= Listed entries =
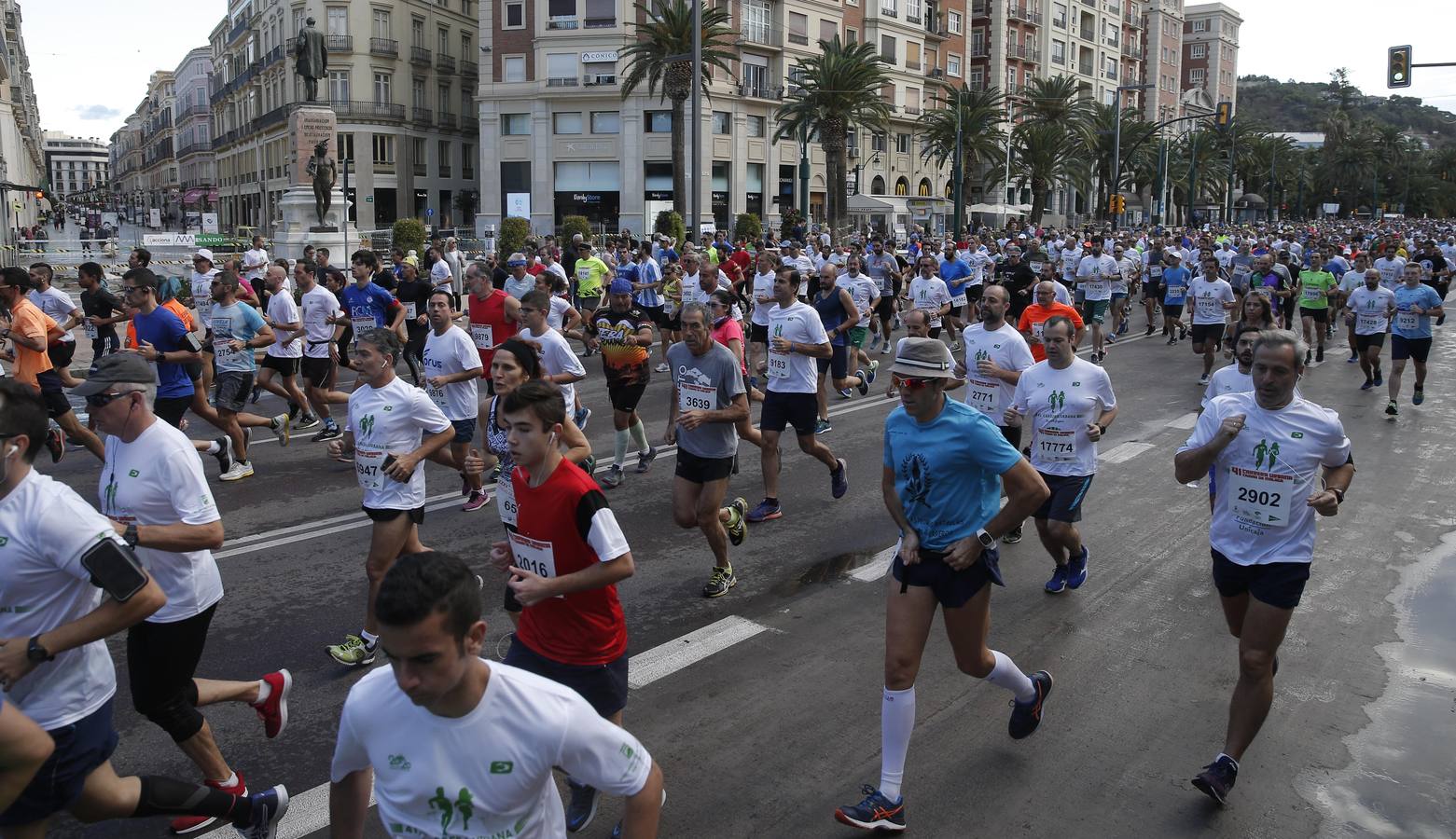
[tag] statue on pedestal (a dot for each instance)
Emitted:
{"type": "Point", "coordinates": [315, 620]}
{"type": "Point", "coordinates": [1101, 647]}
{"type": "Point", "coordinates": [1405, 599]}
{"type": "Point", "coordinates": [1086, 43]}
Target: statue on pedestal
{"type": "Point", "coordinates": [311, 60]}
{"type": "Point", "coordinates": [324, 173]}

---

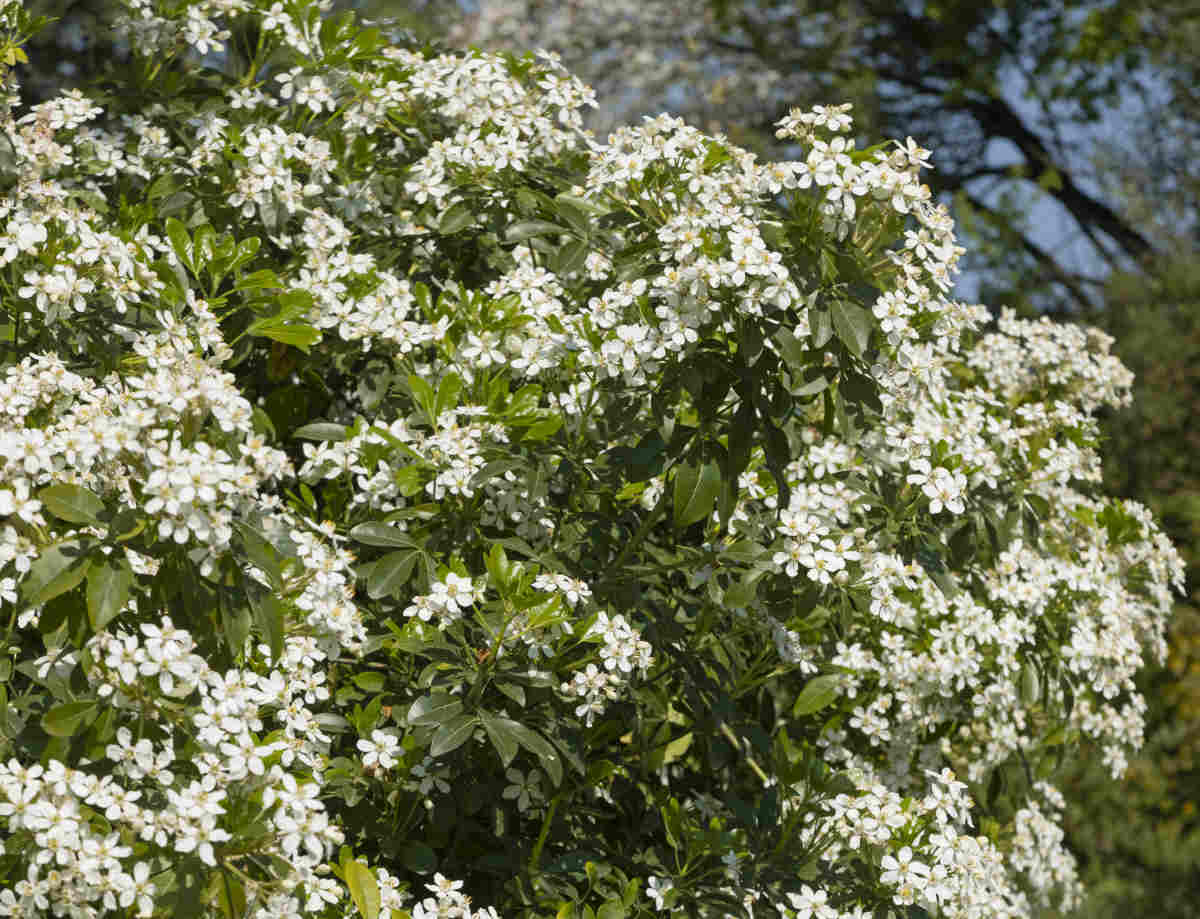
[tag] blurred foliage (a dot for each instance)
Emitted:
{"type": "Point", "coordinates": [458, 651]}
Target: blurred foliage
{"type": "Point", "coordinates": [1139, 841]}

= Task directions =
Find every line above that contains the string "pedestal" with the same capitalization, and copy each of those lines.

= Output of the task =
[tag] statue on pedestal (a dot for each instance)
Target: statue on pedestal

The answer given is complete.